:: DATA FOR THIS EXERCISE ::
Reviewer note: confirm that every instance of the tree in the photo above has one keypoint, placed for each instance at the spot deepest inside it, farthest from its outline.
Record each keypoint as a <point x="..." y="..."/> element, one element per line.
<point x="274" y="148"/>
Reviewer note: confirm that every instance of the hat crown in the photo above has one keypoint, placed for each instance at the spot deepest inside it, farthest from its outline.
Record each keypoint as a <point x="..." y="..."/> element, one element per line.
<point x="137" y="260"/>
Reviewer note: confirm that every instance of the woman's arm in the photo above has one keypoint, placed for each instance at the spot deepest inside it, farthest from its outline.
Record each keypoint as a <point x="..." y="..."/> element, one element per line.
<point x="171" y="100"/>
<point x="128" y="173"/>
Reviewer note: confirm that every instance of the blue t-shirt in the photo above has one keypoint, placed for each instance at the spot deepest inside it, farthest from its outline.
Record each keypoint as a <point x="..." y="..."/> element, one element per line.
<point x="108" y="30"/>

:: THE TASK ::
Please return, word for word, the lines of the material beginning at the line that contains "Reviewer note: confirm that every instance of the woman's" and stopping after the final line of the material.

:: TASK RESULT ::
Reviewer note: confirm that every instance of the woman's arm in the photo above has one keypoint, placed for each instance at the spot deepest inside it, farthest from its outline.
Record each keypoint as a <point x="..." y="..."/> element, one element per line.
<point x="171" y="100"/>
<point x="128" y="173"/>
Reviewer note: confirm that every instance of the blue t-shirt in the photo above has one keypoint, placed for each instance at the spot deepest inside it, farthest from its outline.
Record each keypoint as a <point x="..." y="..."/> element, one element per line.
<point x="108" y="30"/>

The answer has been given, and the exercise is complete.